-- WRITTEN EXERCISE A --
Locate each line of the listing below that contains the word "door", and copy those lines out.
* Begin DOCUMENT *
Like oil, natural gas is a fossil energy that is also the result of the decomposition of organic materials on the ocean bed. One of the specific characteristics of the gas chain concerns transport, an essential link and one that, due to the high costs involved, has a major impact on the development of natural gas.
What is natural gas made of?
The main constituent element of natural gas is methane. Methane is a hydrocarbon comprising one carbon atom and four hydrogen atoms. In order to be used, natural gas may need to be sweetened (removal of most of the acids, carbon dioxide and hydrogen sulfide) and undergo stripping (removal of heavy gas fractions). Whatever the case, it needs to be dehydrated. The aim of all these operations is to eliminate the impurities present with the gas as it leaves the well.
Intrinsic properties of natural gas
These properties are primarily linked to its high energy efficiency and environmental advantages: its combustion emits no dust particles, little sulfur dioxide (SO2), little nitrogen dioxide (NO2) and less carbon dioxide (CO2) than other fossil energies. Moreover, the volume it occupies can be reduced by liquefying it. Primarily made up of methane, it is colorless and odorless, but it is “odorized” to make it detectable.
How is natural gas extracted ?
Oil’s twin energy, its extraction follows similar steps: surface observation for indications of its presence, underground evaluation, seismic evaluation and drilling. Moreover, natural gas is frequently found in the same places as oil and the reverse is also true. Due to transport-related constraints and the absence of a captive market, the most important question, prior to any decision to go ahead and develop a new gas field, relates to the availability of an outlet for the quantities that will be produced.
Extraction, production and treatment, 3 key steps
Like oil, natural gas can be extracted from the land or sea. Before being delivered to the consumer, gas extracted from the reservoir rock is piped to treatment plants. It is then processed in a purification system to eliminate byproducts (nitrogen, carbon dioxide, helium, etc) - extracted with the gas but non-combustible, reducing the calorific value of the gas -, as well as corrosive compounds (sulfur), which damage the transport infrastructures. Other usable compounds, such as natural gas liquids (ethane, propane, butane, etc.) and condensates, are also extracted and exploited in the petrochemicals and refining industries.
More than 65% of the world’s proven natural gas reserves are concentrated in Russia and the Middle East (Iran, Qatar, etc.). Offshore reserves represent around 1/3 of global gas reserves.
How is natural gas transported?
Due to the low energy density of natural gas, there are a number of associated transport constraints that have an impact on the development of its commercial trade.
The substantial transport costs involved mean that distance is a major factor when it comes to the marketing of gas: 2/3 of global production is marketed in producing countries with only the remaining third traded internationally. The share of international trade in global production is increasing due to the fact that production zones are gradually getting further away from consumption centers.
Transport via gas pipeline
This is the most widely employed option. It is four or five times more expensive than transporting oil via pipeline. Natural gas needs to be compressed every 120 to 150 km by compressor stations. This is because it is the difference in pressure that causes the gas to travel, at speeds of between 15 and 20 km/hour.
* End DOCUMENT *
-- WRITTEN EXERCISE B --
In the natural gas text above, at what speeds does gas travel through a pipeline?
* Begin MATERIAL SHOWN *
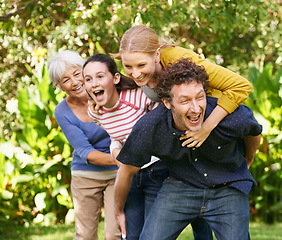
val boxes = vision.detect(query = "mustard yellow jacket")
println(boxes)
[160,46,253,113]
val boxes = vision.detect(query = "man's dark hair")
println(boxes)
[155,58,209,102]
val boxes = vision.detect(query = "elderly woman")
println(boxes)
[48,50,121,240]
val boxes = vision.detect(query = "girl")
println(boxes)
[116,25,252,147]
[83,54,212,240]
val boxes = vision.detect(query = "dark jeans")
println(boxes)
[124,161,213,240]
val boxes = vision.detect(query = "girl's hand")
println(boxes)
[179,123,212,148]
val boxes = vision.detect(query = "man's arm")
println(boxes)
[115,163,140,238]
[244,135,261,168]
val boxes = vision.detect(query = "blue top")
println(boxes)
[117,97,262,194]
[54,99,118,172]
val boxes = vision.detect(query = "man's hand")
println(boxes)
[114,163,140,238]
[244,135,261,168]
[88,99,100,114]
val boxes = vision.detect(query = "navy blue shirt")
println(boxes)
[117,97,262,194]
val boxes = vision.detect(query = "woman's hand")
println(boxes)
[179,105,228,147]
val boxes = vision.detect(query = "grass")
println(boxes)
[0,221,282,240]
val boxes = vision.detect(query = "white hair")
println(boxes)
[48,50,84,86]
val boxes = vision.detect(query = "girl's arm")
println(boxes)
[55,108,116,166]
[167,47,252,147]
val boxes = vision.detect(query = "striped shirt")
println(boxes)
[88,88,161,149]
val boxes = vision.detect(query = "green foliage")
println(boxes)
[247,64,282,223]
[0,60,72,223]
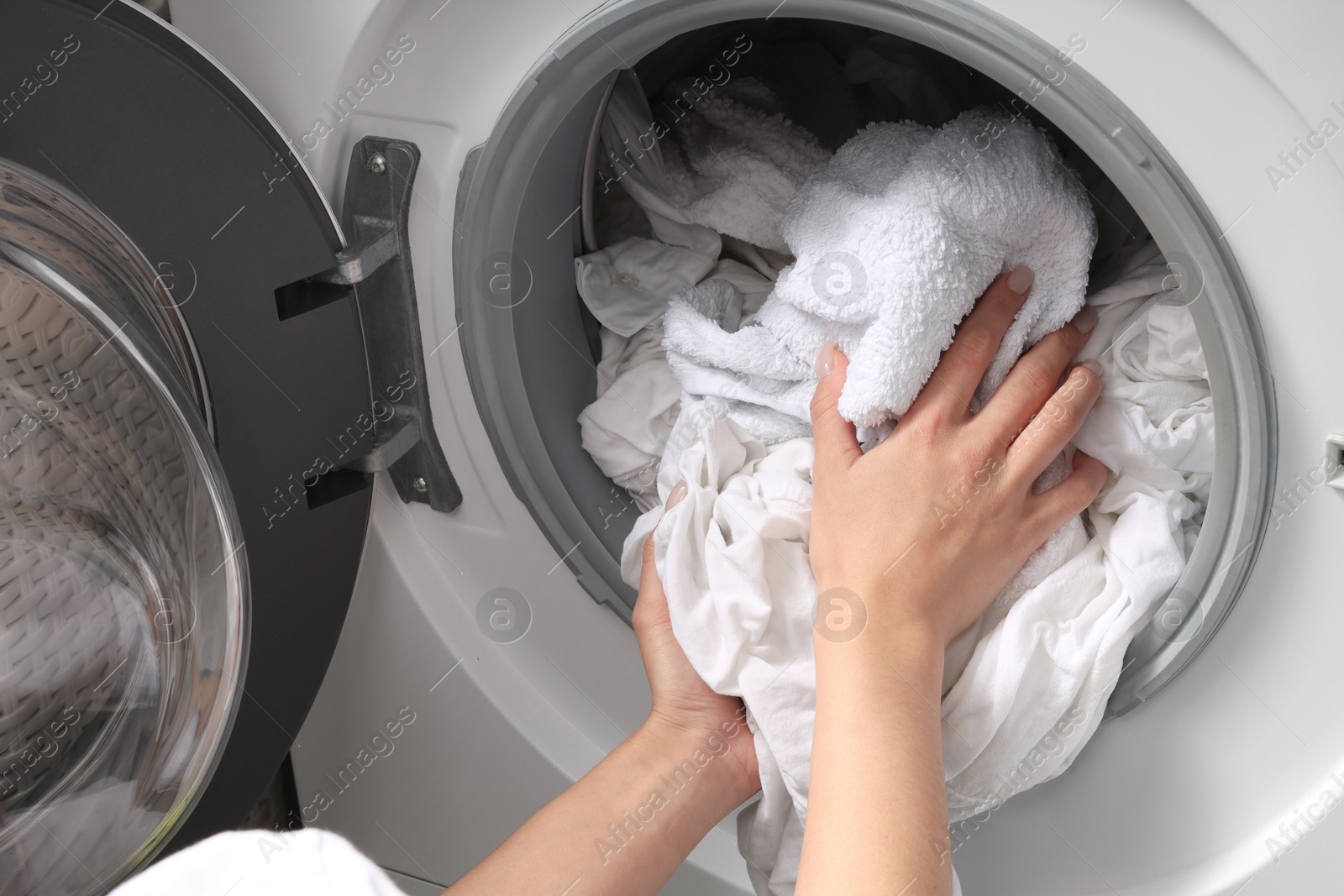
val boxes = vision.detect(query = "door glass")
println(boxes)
[0,160,247,894]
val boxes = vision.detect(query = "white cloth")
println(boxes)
[112,827,403,896]
[664,109,1097,441]
[580,324,681,513]
[574,71,829,336]
[574,70,722,336]
[660,78,831,253]
[621,246,1214,894]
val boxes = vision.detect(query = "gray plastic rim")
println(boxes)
[453,0,1278,717]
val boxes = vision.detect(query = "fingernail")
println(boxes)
[817,338,836,380]
[1008,265,1037,296]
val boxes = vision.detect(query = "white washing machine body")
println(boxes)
[172,0,1344,896]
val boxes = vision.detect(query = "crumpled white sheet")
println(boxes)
[112,827,403,896]
[580,258,774,513]
[621,244,1214,893]
[664,107,1097,442]
[574,70,831,338]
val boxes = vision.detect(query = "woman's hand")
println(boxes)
[632,532,761,802]
[811,267,1106,649]
[795,267,1106,896]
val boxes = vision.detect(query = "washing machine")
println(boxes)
[0,0,1344,896]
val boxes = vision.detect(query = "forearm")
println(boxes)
[445,721,751,896]
[797,631,952,896]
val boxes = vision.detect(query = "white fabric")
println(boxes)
[580,324,681,513]
[574,71,829,338]
[112,827,403,896]
[622,241,1214,894]
[660,78,831,253]
[664,109,1097,441]
[574,71,722,336]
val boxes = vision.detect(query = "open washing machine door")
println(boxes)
[0,0,461,894]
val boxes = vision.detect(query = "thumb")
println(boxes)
[811,338,863,469]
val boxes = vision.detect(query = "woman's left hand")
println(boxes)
[632,535,761,800]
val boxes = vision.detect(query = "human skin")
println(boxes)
[445,263,1106,896]
[795,270,1106,896]
[444,538,761,896]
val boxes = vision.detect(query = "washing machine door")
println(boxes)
[0,0,457,893]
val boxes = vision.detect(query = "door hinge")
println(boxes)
[276,137,462,511]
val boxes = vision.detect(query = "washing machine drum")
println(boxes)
[0,0,427,894]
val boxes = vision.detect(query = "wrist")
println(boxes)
[630,710,761,820]
[811,609,946,690]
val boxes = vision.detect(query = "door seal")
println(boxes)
[306,137,462,511]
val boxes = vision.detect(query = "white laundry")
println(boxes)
[621,244,1214,894]
[660,78,831,253]
[112,827,402,896]
[664,109,1097,441]
[580,324,681,513]
[574,71,722,336]
[574,71,831,336]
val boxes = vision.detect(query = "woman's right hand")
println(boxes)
[811,267,1106,650]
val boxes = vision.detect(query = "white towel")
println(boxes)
[621,246,1214,896]
[664,109,1097,441]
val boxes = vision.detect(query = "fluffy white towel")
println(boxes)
[621,246,1214,896]
[664,109,1097,441]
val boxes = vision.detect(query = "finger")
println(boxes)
[811,340,863,475]
[630,532,668,641]
[976,305,1097,443]
[910,265,1033,419]
[1026,451,1106,542]
[1006,360,1100,486]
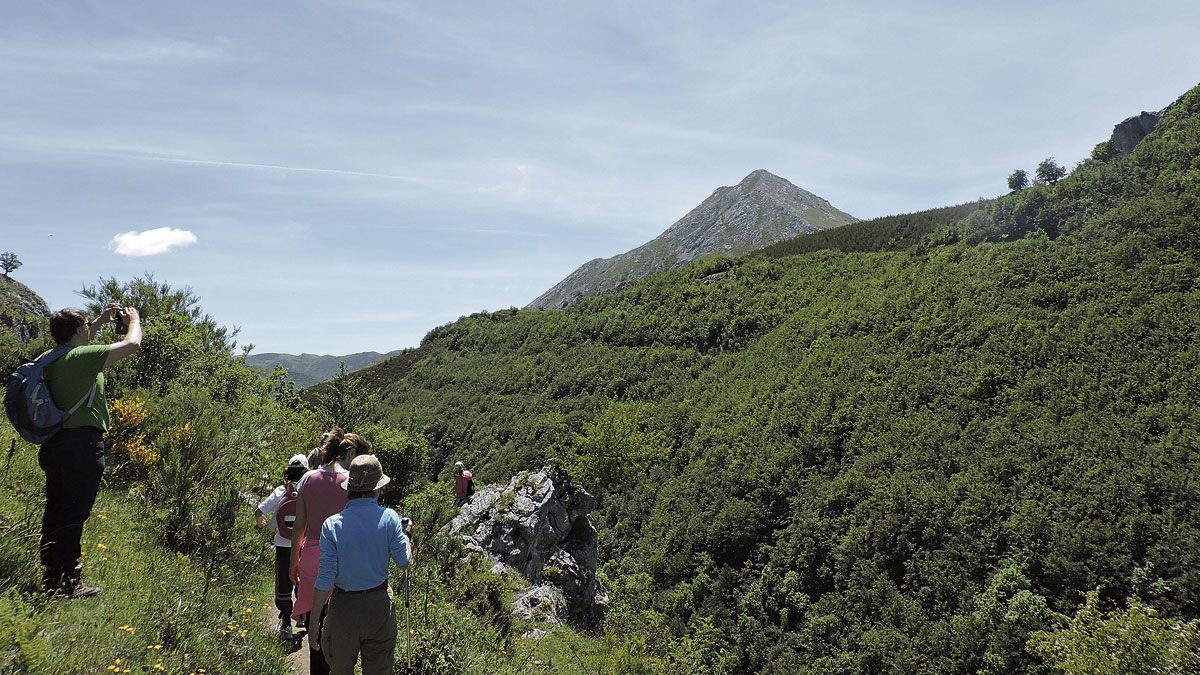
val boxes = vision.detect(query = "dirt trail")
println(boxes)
[263,598,310,675]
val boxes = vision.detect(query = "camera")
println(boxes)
[113,307,130,335]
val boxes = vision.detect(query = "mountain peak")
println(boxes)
[737,169,796,190]
[529,169,858,309]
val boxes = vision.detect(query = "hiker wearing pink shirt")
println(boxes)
[290,426,371,675]
[454,461,475,507]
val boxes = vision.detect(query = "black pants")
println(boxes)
[307,602,329,675]
[275,546,295,625]
[37,426,104,590]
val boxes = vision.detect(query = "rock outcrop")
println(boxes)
[0,276,50,342]
[528,169,858,309]
[448,466,608,627]
[1109,110,1163,155]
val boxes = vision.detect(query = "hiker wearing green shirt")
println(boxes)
[37,303,142,598]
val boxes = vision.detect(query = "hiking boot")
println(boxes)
[62,584,100,599]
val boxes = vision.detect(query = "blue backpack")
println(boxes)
[4,346,96,446]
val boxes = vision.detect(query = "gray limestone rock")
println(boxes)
[1109,110,1163,155]
[446,466,608,627]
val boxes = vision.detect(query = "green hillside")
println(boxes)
[246,351,400,387]
[348,90,1200,673]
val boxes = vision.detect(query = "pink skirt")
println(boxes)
[292,542,320,621]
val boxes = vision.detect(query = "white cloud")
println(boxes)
[109,227,199,258]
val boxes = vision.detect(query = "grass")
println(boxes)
[0,429,287,675]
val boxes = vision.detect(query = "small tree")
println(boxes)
[0,251,20,279]
[314,360,383,432]
[1008,169,1030,192]
[1037,157,1067,185]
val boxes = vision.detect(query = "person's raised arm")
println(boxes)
[104,307,142,368]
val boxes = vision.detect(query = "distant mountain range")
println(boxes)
[0,276,50,342]
[528,169,858,309]
[246,350,400,387]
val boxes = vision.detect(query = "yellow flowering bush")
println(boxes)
[104,398,162,478]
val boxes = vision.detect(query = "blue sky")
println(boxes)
[0,0,1200,353]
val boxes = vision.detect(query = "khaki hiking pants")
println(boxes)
[320,587,396,675]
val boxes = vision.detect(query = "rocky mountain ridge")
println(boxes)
[528,169,858,309]
[0,276,50,342]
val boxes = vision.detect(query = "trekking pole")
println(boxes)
[404,569,413,673]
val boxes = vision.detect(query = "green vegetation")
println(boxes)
[755,201,989,258]
[7,88,1200,674]
[0,251,22,279]
[333,82,1200,673]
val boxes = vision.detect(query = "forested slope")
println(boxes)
[364,82,1200,673]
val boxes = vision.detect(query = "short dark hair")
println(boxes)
[50,307,88,345]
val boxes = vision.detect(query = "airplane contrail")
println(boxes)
[36,148,444,184]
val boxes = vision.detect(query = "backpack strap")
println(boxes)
[37,345,96,417]
[67,382,96,417]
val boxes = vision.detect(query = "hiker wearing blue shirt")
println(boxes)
[37,303,142,598]
[308,454,413,675]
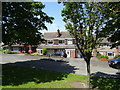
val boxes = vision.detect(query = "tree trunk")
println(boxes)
[86,60,90,89]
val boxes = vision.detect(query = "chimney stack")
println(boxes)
[57,29,61,37]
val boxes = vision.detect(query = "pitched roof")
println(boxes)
[44,31,72,39]
[38,45,77,49]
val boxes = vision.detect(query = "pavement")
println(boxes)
[0,54,120,78]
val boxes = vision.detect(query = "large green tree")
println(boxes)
[2,2,54,45]
[102,2,120,47]
[62,2,107,86]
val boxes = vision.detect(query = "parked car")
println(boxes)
[108,57,120,69]
[53,51,63,56]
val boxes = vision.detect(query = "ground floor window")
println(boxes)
[107,52,114,56]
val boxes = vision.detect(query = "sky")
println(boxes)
[42,2,65,33]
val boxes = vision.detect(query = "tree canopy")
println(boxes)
[102,2,120,47]
[62,2,120,86]
[2,2,54,45]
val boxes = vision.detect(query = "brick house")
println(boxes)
[2,44,37,53]
[36,29,80,58]
[36,29,120,58]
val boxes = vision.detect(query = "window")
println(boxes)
[47,40,53,44]
[68,40,73,44]
[107,52,114,56]
[42,41,46,44]
[59,40,64,44]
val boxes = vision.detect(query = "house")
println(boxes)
[97,38,120,58]
[36,29,120,58]
[37,29,80,58]
[3,44,37,53]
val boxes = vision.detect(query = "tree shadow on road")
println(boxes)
[2,59,77,86]
[91,72,120,90]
* End MATERIAL SHOWN *
-- FULL OUTPUT A --
val boxes = vision.detect(query = "door glass")
val boxes = vision.detect(query = "open washing machine door")
val boxes = vision.detect(query = "washing machine door")
val boxes = vision.detect(query = "door hinge")
val boxes = vision.detect(query = "door seal")

-- FULL OUTPUT B --
Between 15 and 20 km/hour.